'''
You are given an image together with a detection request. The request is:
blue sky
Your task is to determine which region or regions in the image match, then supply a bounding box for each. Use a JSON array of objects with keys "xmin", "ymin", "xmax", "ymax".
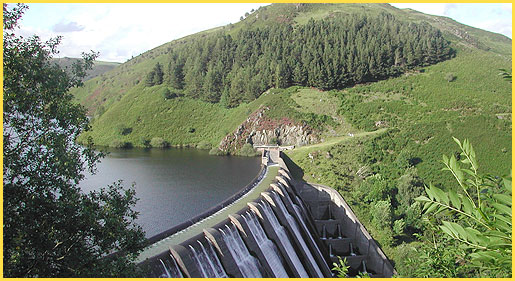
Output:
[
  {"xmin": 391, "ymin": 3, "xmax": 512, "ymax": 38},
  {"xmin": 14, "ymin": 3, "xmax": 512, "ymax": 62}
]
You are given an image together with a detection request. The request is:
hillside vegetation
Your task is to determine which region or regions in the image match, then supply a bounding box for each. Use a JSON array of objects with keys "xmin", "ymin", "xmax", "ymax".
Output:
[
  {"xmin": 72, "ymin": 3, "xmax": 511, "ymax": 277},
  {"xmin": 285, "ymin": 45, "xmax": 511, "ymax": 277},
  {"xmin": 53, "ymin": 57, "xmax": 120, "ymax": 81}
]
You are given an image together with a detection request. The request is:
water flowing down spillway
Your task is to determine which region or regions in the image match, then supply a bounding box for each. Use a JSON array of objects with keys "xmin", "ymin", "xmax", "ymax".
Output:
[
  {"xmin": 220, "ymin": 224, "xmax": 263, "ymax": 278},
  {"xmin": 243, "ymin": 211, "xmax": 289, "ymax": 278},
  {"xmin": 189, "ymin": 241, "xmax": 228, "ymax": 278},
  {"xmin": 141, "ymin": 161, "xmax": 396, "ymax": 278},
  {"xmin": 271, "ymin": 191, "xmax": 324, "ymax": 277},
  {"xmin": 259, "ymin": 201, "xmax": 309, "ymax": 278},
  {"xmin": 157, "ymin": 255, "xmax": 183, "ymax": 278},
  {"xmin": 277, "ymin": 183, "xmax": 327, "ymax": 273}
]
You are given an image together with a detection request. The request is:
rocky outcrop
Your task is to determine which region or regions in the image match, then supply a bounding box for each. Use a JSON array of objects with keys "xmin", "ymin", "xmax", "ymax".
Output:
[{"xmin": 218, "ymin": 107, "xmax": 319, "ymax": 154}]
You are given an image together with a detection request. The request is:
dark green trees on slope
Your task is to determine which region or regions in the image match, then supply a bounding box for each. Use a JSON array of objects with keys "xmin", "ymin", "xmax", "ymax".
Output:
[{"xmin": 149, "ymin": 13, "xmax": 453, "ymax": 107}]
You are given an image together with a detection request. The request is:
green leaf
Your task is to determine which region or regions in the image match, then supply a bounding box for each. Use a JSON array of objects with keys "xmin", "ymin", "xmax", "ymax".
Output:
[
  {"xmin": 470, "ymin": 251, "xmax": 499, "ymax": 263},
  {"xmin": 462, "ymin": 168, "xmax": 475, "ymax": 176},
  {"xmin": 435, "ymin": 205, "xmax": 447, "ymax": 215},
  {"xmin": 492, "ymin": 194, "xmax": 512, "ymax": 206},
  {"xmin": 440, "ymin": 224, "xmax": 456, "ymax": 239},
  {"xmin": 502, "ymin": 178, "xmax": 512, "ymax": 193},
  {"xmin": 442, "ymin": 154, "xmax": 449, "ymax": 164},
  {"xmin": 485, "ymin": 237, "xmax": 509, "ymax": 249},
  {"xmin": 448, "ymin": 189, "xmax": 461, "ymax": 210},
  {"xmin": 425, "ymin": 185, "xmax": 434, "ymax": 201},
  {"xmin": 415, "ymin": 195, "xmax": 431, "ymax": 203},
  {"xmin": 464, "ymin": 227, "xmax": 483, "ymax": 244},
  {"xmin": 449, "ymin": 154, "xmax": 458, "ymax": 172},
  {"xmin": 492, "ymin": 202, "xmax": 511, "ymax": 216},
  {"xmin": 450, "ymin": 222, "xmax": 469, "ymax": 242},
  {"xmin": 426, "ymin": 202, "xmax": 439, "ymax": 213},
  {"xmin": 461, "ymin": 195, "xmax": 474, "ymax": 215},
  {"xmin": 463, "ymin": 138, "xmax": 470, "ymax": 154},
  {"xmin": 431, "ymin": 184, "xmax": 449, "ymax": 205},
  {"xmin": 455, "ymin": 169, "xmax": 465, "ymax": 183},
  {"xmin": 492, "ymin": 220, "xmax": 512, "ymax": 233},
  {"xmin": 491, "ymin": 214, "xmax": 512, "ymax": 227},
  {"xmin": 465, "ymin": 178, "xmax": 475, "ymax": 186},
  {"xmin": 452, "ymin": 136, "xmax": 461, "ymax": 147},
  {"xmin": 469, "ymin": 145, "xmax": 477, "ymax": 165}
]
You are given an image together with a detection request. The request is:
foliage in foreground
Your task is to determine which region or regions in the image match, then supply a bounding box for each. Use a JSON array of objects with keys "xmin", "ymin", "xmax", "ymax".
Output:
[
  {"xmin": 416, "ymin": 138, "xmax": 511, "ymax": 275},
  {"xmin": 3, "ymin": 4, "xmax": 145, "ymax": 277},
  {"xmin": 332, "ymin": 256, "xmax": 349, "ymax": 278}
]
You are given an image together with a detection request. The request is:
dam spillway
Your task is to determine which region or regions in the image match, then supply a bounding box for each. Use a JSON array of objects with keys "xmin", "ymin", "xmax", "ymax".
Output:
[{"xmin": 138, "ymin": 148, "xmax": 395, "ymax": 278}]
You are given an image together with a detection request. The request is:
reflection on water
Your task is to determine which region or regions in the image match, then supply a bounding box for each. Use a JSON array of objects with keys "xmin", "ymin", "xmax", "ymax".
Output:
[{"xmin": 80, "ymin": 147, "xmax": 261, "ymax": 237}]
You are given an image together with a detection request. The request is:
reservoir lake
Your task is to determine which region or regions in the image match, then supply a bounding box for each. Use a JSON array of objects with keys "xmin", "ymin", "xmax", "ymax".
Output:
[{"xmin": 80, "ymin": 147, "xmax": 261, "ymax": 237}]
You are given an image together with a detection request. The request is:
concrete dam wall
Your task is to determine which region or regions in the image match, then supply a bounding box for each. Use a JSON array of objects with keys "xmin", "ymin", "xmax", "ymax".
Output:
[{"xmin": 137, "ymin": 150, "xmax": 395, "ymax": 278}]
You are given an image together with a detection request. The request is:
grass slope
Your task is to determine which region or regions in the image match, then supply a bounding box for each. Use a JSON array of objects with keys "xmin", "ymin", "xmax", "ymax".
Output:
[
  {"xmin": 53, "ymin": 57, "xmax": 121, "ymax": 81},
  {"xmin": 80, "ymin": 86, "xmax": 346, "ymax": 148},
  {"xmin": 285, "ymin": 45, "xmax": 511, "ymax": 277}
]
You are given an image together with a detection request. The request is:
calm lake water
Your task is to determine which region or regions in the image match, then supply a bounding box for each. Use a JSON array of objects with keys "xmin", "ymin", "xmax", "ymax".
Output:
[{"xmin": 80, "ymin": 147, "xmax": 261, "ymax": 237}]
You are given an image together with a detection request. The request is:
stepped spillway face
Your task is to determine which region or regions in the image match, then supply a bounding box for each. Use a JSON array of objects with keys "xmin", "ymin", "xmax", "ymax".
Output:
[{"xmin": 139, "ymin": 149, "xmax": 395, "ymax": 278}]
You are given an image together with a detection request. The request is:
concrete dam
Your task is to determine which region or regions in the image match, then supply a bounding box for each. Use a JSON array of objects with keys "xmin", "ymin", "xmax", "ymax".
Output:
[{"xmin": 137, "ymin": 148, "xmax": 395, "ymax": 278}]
'''
_Task directions_
All lines above must be repeated exactly, and the pictures must be omitted.

_Answer to this exercise_
You are given an image together with a detection request. The request is:
blue sky
Your task is to determine which region or regions in the image match, then supply a bounding box for each. Use a JSON array of objects with keys "xmin", "ymin", "xmax", "ymax".
Output:
[
  {"xmin": 391, "ymin": 3, "xmax": 512, "ymax": 38},
  {"xmin": 14, "ymin": 3, "xmax": 512, "ymax": 62}
]
You are given an image together with a detection request. The request is:
hillside vegetation
Your task is to determine which region or regions in the image match, then supply a bounding box for each. Use a JSON array of objects with keys "xmin", "ymin", "xmax", "ymax".
Output:
[
  {"xmin": 72, "ymin": 3, "xmax": 511, "ymax": 277},
  {"xmin": 285, "ymin": 45, "xmax": 511, "ymax": 277},
  {"xmin": 53, "ymin": 57, "xmax": 120, "ymax": 81}
]
You are given an image together with a detection request. The request is:
water flowing down spillway
Your task is to determine which region or regions in the image match, then supply a bounding box for each. Use a JSON array of objects with keys "xmin", "ymin", "xmax", "ymax".
Output:
[
  {"xmin": 220, "ymin": 224, "xmax": 263, "ymax": 278},
  {"xmin": 243, "ymin": 211, "xmax": 289, "ymax": 278},
  {"xmin": 189, "ymin": 241, "xmax": 228, "ymax": 278},
  {"xmin": 141, "ymin": 161, "xmax": 396, "ymax": 278},
  {"xmin": 271, "ymin": 191, "xmax": 324, "ymax": 277},
  {"xmin": 259, "ymin": 201, "xmax": 309, "ymax": 278},
  {"xmin": 157, "ymin": 255, "xmax": 183, "ymax": 278},
  {"xmin": 277, "ymin": 183, "xmax": 327, "ymax": 273}
]
You are given an image together with a detection request. The request is:
rocky outcrop
Your task is to determine which region or regions in the image match, then supply a bounding box for each. Use a JSON array of objects with keys "xmin", "ymin", "xmax", "ymax".
Output:
[{"xmin": 218, "ymin": 107, "xmax": 319, "ymax": 154}]
You are given an image together with a detection request. The request is:
dark green trees on slope
Your task is to determine which region or regions in the image match, then supply a bounding box for each. Use a JSON array of objects with keys "xmin", "ymin", "xmax", "ymax".
Output:
[{"xmin": 149, "ymin": 13, "xmax": 453, "ymax": 107}]
You are given an image together with a detection request. The request is:
green leaf
Your task is to determine which region or regions in the image match, then supply a bounding box for each. Use a JSON array of objects with keys "xmin", "ymin", "xmax", "ymax".
Output:
[
  {"xmin": 470, "ymin": 251, "xmax": 499, "ymax": 263},
  {"xmin": 462, "ymin": 168, "xmax": 475, "ymax": 176},
  {"xmin": 435, "ymin": 205, "xmax": 447, "ymax": 215},
  {"xmin": 492, "ymin": 194, "xmax": 512, "ymax": 206},
  {"xmin": 440, "ymin": 224, "xmax": 456, "ymax": 239},
  {"xmin": 502, "ymin": 178, "xmax": 512, "ymax": 193},
  {"xmin": 442, "ymin": 154, "xmax": 449, "ymax": 164},
  {"xmin": 485, "ymin": 237, "xmax": 509, "ymax": 249},
  {"xmin": 448, "ymin": 189, "xmax": 461, "ymax": 210},
  {"xmin": 425, "ymin": 185, "xmax": 434, "ymax": 201},
  {"xmin": 415, "ymin": 195, "xmax": 431, "ymax": 203},
  {"xmin": 464, "ymin": 227, "xmax": 483, "ymax": 244},
  {"xmin": 449, "ymin": 154, "xmax": 458, "ymax": 172},
  {"xmin": 492, "ymin": 202, "xmax": 511, "ymax": 216},
  {"xmin": 450, "ymin": 222, "xmax": 469, "ymax": 242},
  {"xmin": 426, "ymin": 202, "xmax": 439, "ymax": 213},
  {"xmin": 461, "ymin": 195, "xmax": 474, "ymax": 215},
  {"xmin": 463, "ymin": 138, "xmax": 470, "ymax": 154},
  {"xmin": 431, "ymin": 184, "xmax": 449, "ymax": 205},
  {"xmin": 455, "ymin": 169, "xmax": 465, "ymax": 183},
  {"xmin": 492, "ymin": 220, "xmax": 512, "ymax": 233},
  {"xmin": 491, "ymin": 214, "xmax": 512, "ymax": 227},
  {"xmin": 465, "ymin": 178, "xmax": 475, "ymax": 186},
  {"xmin": 452, "ymin": 136, "xmax": 461, "ymax": 147},
  {"xmin": 469, "ymin": 145, "xmax": 477, "ymax": 165}
]
You are given an image together with a detection request. The request is:
foliage in foreground
Your task is to determine which region or regions in the image match, then supply a bounding box for each. Use a JSON array of objects with keys "xmin", "ymin", "xmax", "ymax".
Output:
[
  {"xmin": 416, "ymin": 138, "xmax": 511, "ymax": 275},
  {"xmin": 3, "ymin": 4, "xmax": 145, "ymax": 277},
  {"xmin": 332, "ymin": 256, "xmax": 349, "ymax": 278}
]
You are given an image together with a detection request. The request is:
dam spillway
Your task is to determine which region or regions in the image match, then supply a bounding box for each. Use a JSON array of objects with keys "xmin", "ymin", "xmax", "ymax".
Output:
[{"xmin": 138, "ymin": 148, "xmax": 395, "ymax": 278}]
You are given an image together with a detection request. The request is:
reflection on water
Your task is to determine which region or regions in the image match, then supply a bounding box for each. Use a JSON array of objects with keys "xmin", "ymin", "xmax", "ymax".
Output:
[{"xmin": 80, "ymin": 147, "xmax": 261, "ymax": 237}]
You are given an image together with a detection request. The request is:
reservoir lake
Your task is to determine which region or regions in the image match, then supply a bounding box for each. Use a JSON array of objects with keys "xmin", "ymin", "xmax", "ymax".
Output:
[{"xmin": 80, "ymin": 147, "xmax": 261, "ymax": 237}]
You are given an image together with a detection request. The request is:
concrete dam wall
Your task is to determine which region or regions in the image match, then supply a bounding box for each. Use a JSON array of objects with keys "xmin", "ymin", "xmax", "ymax".
Output:
[{"xmin": 137, "ymin": 150, "xmax": 395, "ymax": 278}]
You are given an image together with a detection request. The request is:
grass slope
Your task is to determine which region or regions in the image match, then supply a bounding box for each. Use a JSON array of objects with keys "xmin", "ymin", "xmax", "ymax".
Output:
[
  {"xmin": 53, "ymin": 57, "xmax": 121, "ymax": 81},
  {"xmin": 80, "ymin": 86, "xmax": 346, "ymax": 148},
  {"xmin": 285, "ymin": 45, "xmax": 511, "ymax": 277}
]
You are given an image together with a detection request. The request is:
calm lake water
Your task is to determine which region or regions in the image match, then supply a bounding box for each. Use a JSON array of objects with keys "xmin", "ymin", "xmax", "ymax".
Output:
[{"xmin": 80, "ymin": 147, "xmax": 261, "ymax": 237}]
You are given an image together with a detection request. The request is:
stepped spillway face
Your task is to determine which region or regions in the image match, then supply a bounding box for each. Use a JSON array of objects with keys "xmin", "ymin", "xmax", "ymax".
Output:
[{"xmin": 139, "ymin": 149, "xmax": 395, "ymax": 278}]
You are given an image together with a detection request. The request is:
concrete dam
Your task is to determine which region or regions in the image match, then supply a bounding box for each. Use a JSON array of objects with keys "xmin", "ymin", "xmax", "ymax".
Output:
[{"xmin": 137, "ymin": 148, "xmax": 395, "ymax": 278}]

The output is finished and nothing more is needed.